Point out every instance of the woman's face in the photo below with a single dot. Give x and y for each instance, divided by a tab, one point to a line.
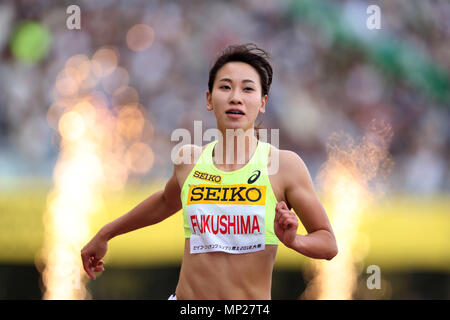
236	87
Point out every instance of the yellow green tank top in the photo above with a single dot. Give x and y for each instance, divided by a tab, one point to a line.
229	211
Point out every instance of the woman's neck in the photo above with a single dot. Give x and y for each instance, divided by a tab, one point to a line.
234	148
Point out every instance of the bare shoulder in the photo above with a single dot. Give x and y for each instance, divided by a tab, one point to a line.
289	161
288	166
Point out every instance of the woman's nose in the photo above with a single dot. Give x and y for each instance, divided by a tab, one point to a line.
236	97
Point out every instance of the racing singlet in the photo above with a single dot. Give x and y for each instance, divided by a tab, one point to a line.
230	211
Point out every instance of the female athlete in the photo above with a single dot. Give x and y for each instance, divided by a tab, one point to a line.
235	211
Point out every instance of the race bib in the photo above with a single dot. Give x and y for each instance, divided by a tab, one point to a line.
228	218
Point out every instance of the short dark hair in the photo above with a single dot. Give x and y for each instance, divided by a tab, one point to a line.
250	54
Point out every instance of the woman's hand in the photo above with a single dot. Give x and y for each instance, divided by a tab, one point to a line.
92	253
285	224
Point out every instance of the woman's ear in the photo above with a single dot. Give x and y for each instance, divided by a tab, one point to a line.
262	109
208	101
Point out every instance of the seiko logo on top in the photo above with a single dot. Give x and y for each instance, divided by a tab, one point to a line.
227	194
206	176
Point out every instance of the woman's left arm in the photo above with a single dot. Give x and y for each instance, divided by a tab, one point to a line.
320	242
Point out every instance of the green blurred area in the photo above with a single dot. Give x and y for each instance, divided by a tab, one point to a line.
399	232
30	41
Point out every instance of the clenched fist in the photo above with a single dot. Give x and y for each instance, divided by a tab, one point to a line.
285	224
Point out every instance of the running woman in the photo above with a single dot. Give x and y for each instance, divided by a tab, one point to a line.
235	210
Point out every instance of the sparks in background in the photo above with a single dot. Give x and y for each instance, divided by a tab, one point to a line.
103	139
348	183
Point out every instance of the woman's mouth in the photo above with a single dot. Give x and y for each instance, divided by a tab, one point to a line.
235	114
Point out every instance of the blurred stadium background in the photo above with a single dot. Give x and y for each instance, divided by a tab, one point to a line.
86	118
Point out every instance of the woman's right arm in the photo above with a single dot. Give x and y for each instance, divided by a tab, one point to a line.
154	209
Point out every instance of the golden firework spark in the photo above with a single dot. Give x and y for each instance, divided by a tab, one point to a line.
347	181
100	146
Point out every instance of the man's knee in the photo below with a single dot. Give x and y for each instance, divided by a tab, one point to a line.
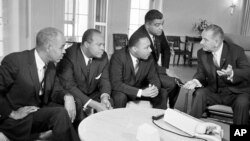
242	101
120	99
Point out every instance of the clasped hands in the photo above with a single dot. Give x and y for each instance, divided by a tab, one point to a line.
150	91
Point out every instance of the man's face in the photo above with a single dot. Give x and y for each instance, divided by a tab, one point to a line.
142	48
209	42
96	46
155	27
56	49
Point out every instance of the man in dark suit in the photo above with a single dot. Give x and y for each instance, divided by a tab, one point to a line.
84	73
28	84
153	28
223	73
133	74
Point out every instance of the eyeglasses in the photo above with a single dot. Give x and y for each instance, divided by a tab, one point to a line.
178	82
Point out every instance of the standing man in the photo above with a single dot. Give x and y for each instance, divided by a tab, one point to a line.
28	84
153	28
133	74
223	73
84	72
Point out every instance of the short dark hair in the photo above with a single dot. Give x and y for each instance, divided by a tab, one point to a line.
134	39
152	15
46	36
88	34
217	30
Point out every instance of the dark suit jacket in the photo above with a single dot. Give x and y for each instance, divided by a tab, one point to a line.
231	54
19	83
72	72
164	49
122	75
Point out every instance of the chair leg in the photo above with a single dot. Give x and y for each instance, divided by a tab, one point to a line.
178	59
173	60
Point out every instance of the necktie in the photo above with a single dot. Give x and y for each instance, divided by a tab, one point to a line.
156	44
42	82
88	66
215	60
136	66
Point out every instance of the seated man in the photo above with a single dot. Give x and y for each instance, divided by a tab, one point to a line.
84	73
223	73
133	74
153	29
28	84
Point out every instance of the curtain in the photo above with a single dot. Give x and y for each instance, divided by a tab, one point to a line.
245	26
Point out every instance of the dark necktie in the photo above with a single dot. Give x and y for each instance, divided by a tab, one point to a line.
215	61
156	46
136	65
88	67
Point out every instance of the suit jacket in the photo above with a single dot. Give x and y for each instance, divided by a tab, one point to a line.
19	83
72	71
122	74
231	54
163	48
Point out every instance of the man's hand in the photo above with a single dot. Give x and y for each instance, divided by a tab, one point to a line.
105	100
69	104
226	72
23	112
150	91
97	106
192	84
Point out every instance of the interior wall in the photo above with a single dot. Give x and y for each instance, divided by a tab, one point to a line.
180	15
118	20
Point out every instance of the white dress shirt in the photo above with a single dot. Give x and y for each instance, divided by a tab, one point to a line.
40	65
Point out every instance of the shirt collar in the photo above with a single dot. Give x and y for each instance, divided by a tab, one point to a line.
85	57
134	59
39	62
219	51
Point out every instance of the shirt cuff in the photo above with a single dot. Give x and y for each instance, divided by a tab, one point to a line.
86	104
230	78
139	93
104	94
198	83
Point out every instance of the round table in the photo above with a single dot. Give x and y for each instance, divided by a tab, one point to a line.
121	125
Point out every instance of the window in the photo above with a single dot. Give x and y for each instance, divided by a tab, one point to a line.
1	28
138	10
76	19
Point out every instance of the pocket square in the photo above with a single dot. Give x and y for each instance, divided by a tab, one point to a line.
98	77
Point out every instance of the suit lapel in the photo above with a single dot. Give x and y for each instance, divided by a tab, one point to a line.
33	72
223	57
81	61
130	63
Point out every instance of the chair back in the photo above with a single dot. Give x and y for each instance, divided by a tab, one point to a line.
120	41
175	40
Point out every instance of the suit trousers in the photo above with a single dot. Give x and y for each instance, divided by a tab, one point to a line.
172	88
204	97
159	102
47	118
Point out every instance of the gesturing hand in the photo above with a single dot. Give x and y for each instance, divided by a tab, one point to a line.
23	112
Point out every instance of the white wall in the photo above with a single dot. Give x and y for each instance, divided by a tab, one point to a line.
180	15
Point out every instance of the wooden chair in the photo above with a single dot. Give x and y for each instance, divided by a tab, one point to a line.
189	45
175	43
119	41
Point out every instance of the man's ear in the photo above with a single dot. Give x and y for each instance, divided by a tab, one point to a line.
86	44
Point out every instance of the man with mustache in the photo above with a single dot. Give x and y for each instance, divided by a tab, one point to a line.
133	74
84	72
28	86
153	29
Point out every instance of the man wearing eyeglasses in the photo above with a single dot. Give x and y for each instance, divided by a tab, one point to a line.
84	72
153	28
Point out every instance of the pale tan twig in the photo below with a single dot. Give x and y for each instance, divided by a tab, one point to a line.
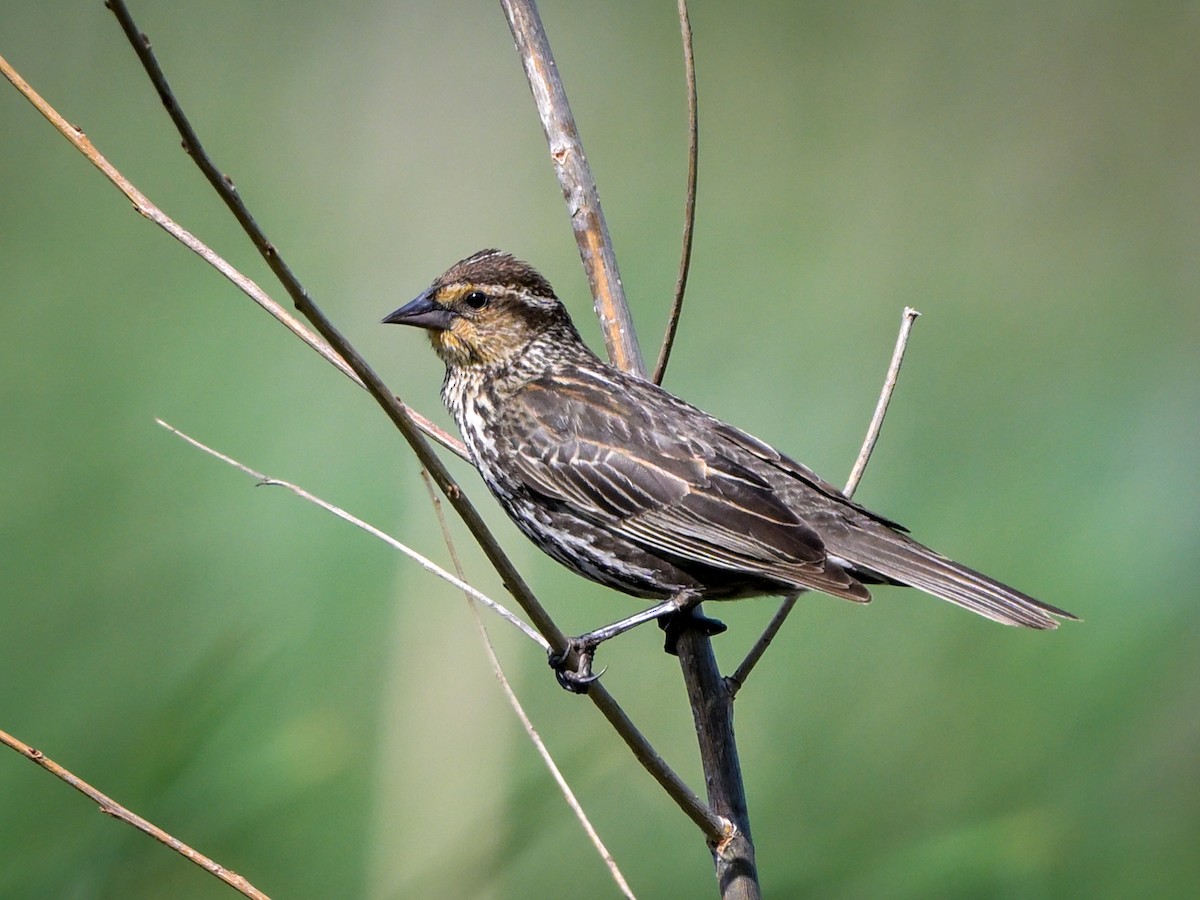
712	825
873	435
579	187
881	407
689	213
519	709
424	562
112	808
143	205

######

### What needs to be done
Print all records word for word, no images.

### Written answer
Point out every instance of the woman's face in the photo below with a single dot. Give x and y for each instance, divided by a tab, one point to a line.
236	87
Point out every instance of the yellow green tank top in the photo above with a single dot. Give x and y for each instance, divided by a tab, one point to a line.
229	211
Point out every instance of the woman's neck in the photo above with a single dot. Give x and y for each instance, divided by a tab, one point to a line.
234	148
Point out every instance of the bare shoulder in the photo above with a single dot. Give x and y for each instance, divided by a tab, one point to a line.
289	161
288	166
Point out every instance of the woman's nose in the photo above with a single dot. Give x and y for each instance, divided by a tab, one point to a line.
236	97
Point out every instance of the racing singlet in the photo above with a single dot. Give x and y for each instance, divided by a tab, one point to a line.
230	211
Point out every instance of the female athlete in the photo above with a single dot. Give x and y for each instance, divided by a tab, one point to a line.
235	211
Point out every instance of the race bib in the photo above with a single dot. Give x and y for each instance, divided by a tab, one point to a line.
228	218
Point out every instance of the short dark hair in the photo above with a single dot. Give x and y for each instance, divided by a tab, one point to a line.
250	54
Point out every instance of the woman's hand in the photo above with a single dot. Give x and y for each instance, divided by a tab, one point to a line.
92	253
285	224
Point out every instance of the woman's ear in the photo above with a single dot. Give x and y for each instance, divided by a tab, one point to a line.
262	109
208	101
Point out every instance of the seiko logo on top in the photo above with a single dot. Give x and y for each instance, divided by a tab, one point to a line.
227	194
206	176
Point out every instance of the woman's left arm in the photo above with a single dot. Give x and y for each instance, divided by a tab, one point to a line.
320	242
Point out every instance of the green blurred area in the photo above with a single dot. Give x and y for each instance, divided by a tab, one point to a line.
399	232
30	41
Point out every instance of the clenched fist in the photo above with a single dot. Give x and y for each instance, divided by a tab, one point to a line.
285	224
Point out every instance of the running woman in the photo above with a single dot. Give x and y for each instance, divided by a tab, one point to a line.
235	210
Point out every instance of the sparks in background in the photo above with a single dot. Give x and y for each instance, divided by a tab, one point to a line.
103	139
348	183
Point out every instance of the woman's mouth in the photo above with a single dot. Give x and y for each instance, divided by a tab, one point to a line.
235	114
Point out every instance of the blurred stadium background in the photo above with a single dot. Give x and y for each instance, divided by a tab, one point to a line.
86	118
Point out every instance of the woman's right arm in the photo above with a single dot. Give x and y for each instance, divided by a tab, one point to a line.
154	209
Point out every instance of the golden firework spark in the photo above with a single dot. Give x and y for each instance, divided by a tab, one point to a line.
347	181
100	146
Point out every instance of the man's knee in the photo below with a single dot. Give x and y for each instance, divided by a tab, one point to a line.
242	101
120	99
Point out every instance of the clasped hands in the photo above with a single dot. Give x and y for each instance, divided by a tab, one point to a line.
150	91
Point out every instance of the man's face in the photo above with a single dot. Give x and y for each instance, divided by a tab, one point to a line.
142	48
209	42
96	46
155	27
56	49
Point out every instance of the man in dark suit in the photo above with a single dot. Give x and y for each instance, divided by a tab, one point to a line.
84	73
28	84
153	28
223	73
133	74
Point out every instance of the eyeglasses in the photo above with a single dot. Give x and y for each instance, divided by a tab, one point to a line.
178	82
Point out every instance of the standing man in the photo above with a single dot. Give x and y for each instance, divided by a tab, one point to a line.
28	84
153	28
133	74
223	73
84	72
Point out every instance of the short dark hair in the photo above with a single dot. Give x and y for each instance, divided by a tab, one point to a line.
134	39
152	15
46	36
88	34
217	30
Point out every instance of the dark suit jacket in the photo above with a single dot. Give x and y for each instance, divided by a tab, one point to a line.
231	54
19	83
72	72
164	49
122	75
Point out every instance of the chair leg in the photo above with a single dot. Give x and y for each instance, divided by a tab, one point to a line.
178	59
173	60
Point out every instance of the necktie in the photo above with a single dot. Give x and y for each instance, divided by a tab, one point to a line.
156	44
42	82
88	66
215	60
136	66
Point out every instance of the seated man in the photo above with a single dot. Give x and y for each instance, divided by a tab, one point to a line.
84	73
223	73
133	74
153	29
28	84
Point out every instance of the curtain in the photo above with a single dot. Give x and y for each instance, divided by a tab, one point to a line.
245	26
Point out every instance of the dark necktie in the photo above with a single dot. Give x and y for each instance, divided by a tab, one point to a line.
215	61
156	46
136	65
88	67
Point out every instance of the suit jacket in the photo above with a single dot. Give x and y for each instance, divided by a tab, one point to a line.
19	83
72	71
122	74
231	54
163	48
Point out every instance of the man's hand in the photo above with a single dot. Give x and y for each instance, divided by a tab, one point to a line.
105	100
69	104
226	72
23	112
150	91
97	106
192	84
Point out every instance of the interior wall in the photo above with a single dot. Give x and y for each instance, divided by a tab, one point to a line.
180	15
118	20
Point out every instance of the white dress shirt in the photo above with a single dot. Give x and y for each instance, divided by a tab, one point to a line.
40	65
Point out every instance of the shirt collar in the photo above with a single dot. Give x and y for each instance, divided by a tab, one point to a line.
85	57
134	59
39	62
219	51
Point out every instance of the shirt cuff in the photo above with a single dot. Give x and y for each instance, divided by a tab, one point to a line.
86	104
230	78
139	93
104	94
198	83
Point out every instance of the round table in the photo above with a single dot. Give x and y for each instance, divided by a tab, one point to a line.
121	125
Point out every instance of the window in the photo above with a single dot. Give x and y for each instance, divided by a tab, one point to a line.
1	28
138	10
76	19
Point out every instance of the pocket square in the photo above with a single dot. Give x and y for each instance, divided by a tab, one point to a line.
98	77
Point out every instance of the suit lapel in the photo above with a single dot. Give x and y for each instance, divided by a tab, one point to a line.
33	72
223	57
81	61
130	63
Point out every instance of the chair back in the photo above with a single dot. Give x and y for each instance, divided by a tab, one point to a line.
120	41
175	40
Point out every instance of the suit trousers in the photo above with a single dot. Give x and y for each instance, divided by a tab, one point to a line.
172	88
204	97
159	102
47	118
Point out every instance of the gesturing hand in the photo above with a single dot. Give x and y for each instance, divided by a tab, one point to a line.
23	112
Point out every instance of the white wall in the photo above with a single dot. Give x and y for each instance, divided by a tab, one point to a line.
180	15
Point out every instance of the wooden chair in the photo above with a single dot. Give x and y for each instance, divided by a tab, one point to a line.
189	45
175	43
119	41
Point out every instance of the man's ear in the photo above with a single dot. Give x and y for each instance, divided by a tab, one point to a line.
86	44
Point out every instance of the man with mustache in the photo above with a single dot. Give x and y for each instance, divided by a tab, one point to a line.
133	74
84	72
28	86
153	29
Point out every instance of the man wearing eyeglasses in the photo above with a single dot. Give x and y for each instance, divided by a tab, one point to a line.
84	72
153	28
Point out every instance of the pale tan twig in the photo below with a single dot. Give x and y for each instance, divided by a tab, one point to a line.
712	825
873	435
579	187
881	407
689	213
519	709
424	562
112	808
143	205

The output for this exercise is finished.